Reproduce only the lines from the line containing "One marker serves each instance of the black skirt." to the end of the entries below, including both of those lines.

━━━━━ Data for the task

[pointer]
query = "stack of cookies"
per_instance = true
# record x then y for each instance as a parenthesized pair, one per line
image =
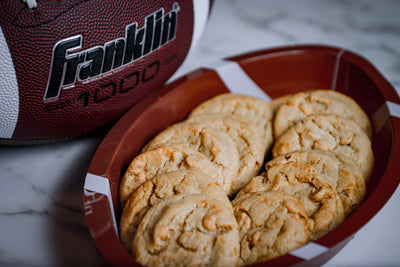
(200, 193)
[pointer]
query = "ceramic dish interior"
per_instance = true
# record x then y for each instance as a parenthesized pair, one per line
(268, 74)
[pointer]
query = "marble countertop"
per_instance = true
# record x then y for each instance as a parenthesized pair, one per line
(41, 213)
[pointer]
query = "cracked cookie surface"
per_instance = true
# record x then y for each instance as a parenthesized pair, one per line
(341, 171)
(211, 142)
(160, 187)
(250, 109)
(249, 144)
(270, 225)
(328, 133)
(320, 199)
(298, 106)
(163, 159)
(187, 230)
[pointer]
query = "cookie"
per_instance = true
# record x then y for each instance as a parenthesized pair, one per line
(213, 143)
(160, 187)
(249, 144)
(320, 199)
(163, 159)
(248, 108)
(187, 230)
(302, 104)
(271, 224)
(341, 171)
(328, 133)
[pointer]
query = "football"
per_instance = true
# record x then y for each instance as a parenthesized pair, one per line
(69, 67)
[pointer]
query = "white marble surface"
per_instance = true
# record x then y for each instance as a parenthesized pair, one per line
(41, 214)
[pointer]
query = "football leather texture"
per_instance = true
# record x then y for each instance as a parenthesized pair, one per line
(69, 67)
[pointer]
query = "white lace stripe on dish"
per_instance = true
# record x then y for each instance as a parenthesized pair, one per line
(236, 80)
(101, 185)
(309, 251)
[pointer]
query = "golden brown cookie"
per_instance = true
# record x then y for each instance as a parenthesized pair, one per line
(319, 197)
(341, 171)
(187, 230)
(328, 133)
(248, 108)
(300, 105)
(162, 159)
(213, 143)
(249, 144)
(271, 224)
(160, 187)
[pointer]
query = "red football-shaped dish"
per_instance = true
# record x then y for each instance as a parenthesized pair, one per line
(268, 74)
(68, 67)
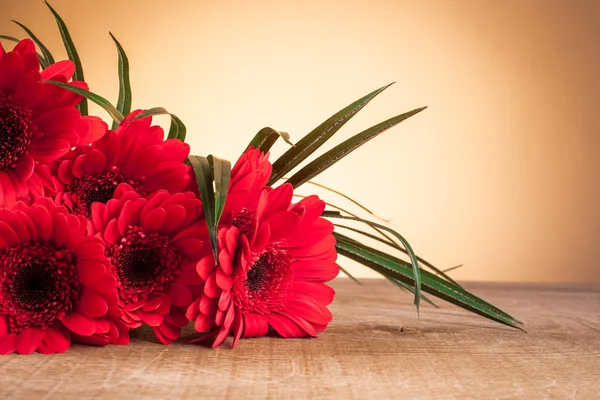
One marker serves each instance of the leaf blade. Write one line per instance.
(48, 58)
(444, 290)
(266, 138)
(125, 94)
(340, 151)
(71, 52)
(431, 283)
(95, 98)
(413, 257)
(318, 136)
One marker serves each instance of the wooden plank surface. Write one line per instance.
(376, 347)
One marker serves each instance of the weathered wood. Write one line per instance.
(376, 347)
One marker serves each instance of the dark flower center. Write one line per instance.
(16, 131)
(144, 264)
(37, 285)
(96, 188)
(264, 288)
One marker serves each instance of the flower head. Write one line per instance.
(135, 154)
(38, 122)
(55, 283)
(153, 245)
(271, 270)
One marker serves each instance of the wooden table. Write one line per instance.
(375, 348)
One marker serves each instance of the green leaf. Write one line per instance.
(343, 149)
(204, 180)
(177, 129)
(266, 137)
(395, 246)
(382, 233)
(124, 102)
(315, 139)
(409, 250)
(48, 59)
(348, 274)
(101, 101)
(408, 288)
(72, 53)
(221, 174)
(10, 38)
(401, 270)
(355, 202)
(15, 40)
(212, 170)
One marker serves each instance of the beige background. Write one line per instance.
(500, 173)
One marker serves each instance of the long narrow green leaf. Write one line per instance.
(409, 250)
(266, 137)
(396, 247)
(401, 270)
(10, 38)
(343, 149)
(204, 180)
(348, 274)
(101, 101)
(379, 231)
(177, 129)
(71, 52)
(125, 95)
(315, 139)
(408, 288)
(221, 173)
(345, 196)
(48, 59)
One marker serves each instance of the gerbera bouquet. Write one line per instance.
(105, 230)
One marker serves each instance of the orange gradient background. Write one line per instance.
(500, 173)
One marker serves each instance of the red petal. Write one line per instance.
(8, 235)
(48, 150)
(65, 68)
(284, 326)
(192, 310)
(203, 323)
(282, 224)
(7, 343)
(255, 325)
(152, 304)
(90, 271)
(94, 162)
(170, 331)
(79, 324)
(317, 290)
(92, 304)
(205, 267)
(43, 222)
(175, 215)
(208, 305)
(180, 295)
(224, 281)
(154, 220)
(210, 287)
(25, 166)
(151, 319)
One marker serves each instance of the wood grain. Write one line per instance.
(376, 347)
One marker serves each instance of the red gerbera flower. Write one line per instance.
(271, 272)
(55, 283)
(38, 122)
(135, 154)
(153, 245)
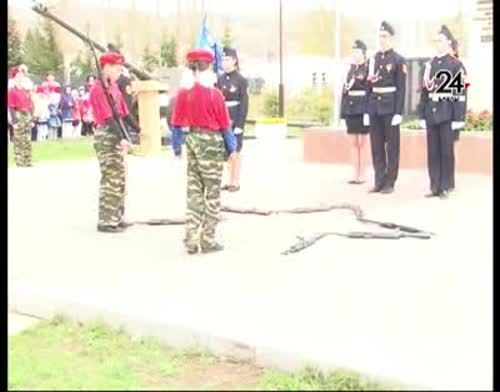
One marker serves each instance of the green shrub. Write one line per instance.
(311, 105)
(272, 120)
(482, 121)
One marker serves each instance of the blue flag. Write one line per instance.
(206, 40)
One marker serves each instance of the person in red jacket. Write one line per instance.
(109, 144)
(200, 107)
(20, 108)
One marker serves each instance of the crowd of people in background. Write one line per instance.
(59, 112)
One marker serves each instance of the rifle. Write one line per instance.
(41, 9)
(160, 222)
(394, 226)
(303, 243)
(109, 96)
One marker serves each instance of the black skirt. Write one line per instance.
(355, 125)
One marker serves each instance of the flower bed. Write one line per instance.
(474, 122)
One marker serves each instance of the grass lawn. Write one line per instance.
(69, 150)
(61, 354)
(58, 150)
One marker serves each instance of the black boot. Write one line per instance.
(109, 229)
(216, 247)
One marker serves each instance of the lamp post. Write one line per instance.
(281, 87)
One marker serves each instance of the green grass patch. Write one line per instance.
(62, 354)
(66, 355)
(61, 150)
(311, 379)
(58, 150)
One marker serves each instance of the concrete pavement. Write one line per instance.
(413, 310)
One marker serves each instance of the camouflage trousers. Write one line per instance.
(205, 155)
(112, 186)
(22, 140)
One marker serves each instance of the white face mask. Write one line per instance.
(207, 78)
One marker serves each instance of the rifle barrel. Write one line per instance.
(39, 9)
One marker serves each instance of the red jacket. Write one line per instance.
(100, 106)
(201, 107)
(19, 99)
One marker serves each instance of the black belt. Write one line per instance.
(200, 130)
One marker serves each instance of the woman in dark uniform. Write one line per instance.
(354, 110)
(234, 87)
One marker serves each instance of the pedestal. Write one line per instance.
(148, 98)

━━━━━━━━━━

Output for this task:
One marker serves each instance of the black skirt. Write one line per instance.
(355, 125)
One marker serves each instance of the flower bed. Write one line per instance.
(474, 122)
One marker serves each instance of the grass lawn. Write one line per instance.
(69, 150)
(61, 354)
(58, 150)
One marker serves each instance of the black boot. Write one line per instance.
(109, 229)
(216, 247)
One marker serves each instance of the lamp post. Write one line per instance.
(281, 87)
One marker serves each instance of the green grass patch. Write one line per instance.
(62, 354)
(66, 355)
(61, 150)
(311, 379)
(58, 150)
One marker serves each instance of the concrete pavement. Write one line per instance.
(413, 310)
One marker serves each instance of the camouflage trousers. Write one line per instance.
(205, 155)
(112, 186)
(22, 140)
One marker serves each instance of the white face mask. Write one line per instance.
(207, 78)
One marker serves each instance of the rifle barrel. Write one line per instance.
(39, 9)
One marker serves each instance of the red jacket. Write one line per instance.
(100, 106)
(201, 107)
(19, 99)
One marker serves each instance of the black belt. Write one line per instance.
(200, 130)
One marker serves each instance of the woman in dark uniform. Write one line per instance.
(354, 110)
(234, 87)
One marker serves each instance of the pedestal. Write one line per instance.
(148, 98)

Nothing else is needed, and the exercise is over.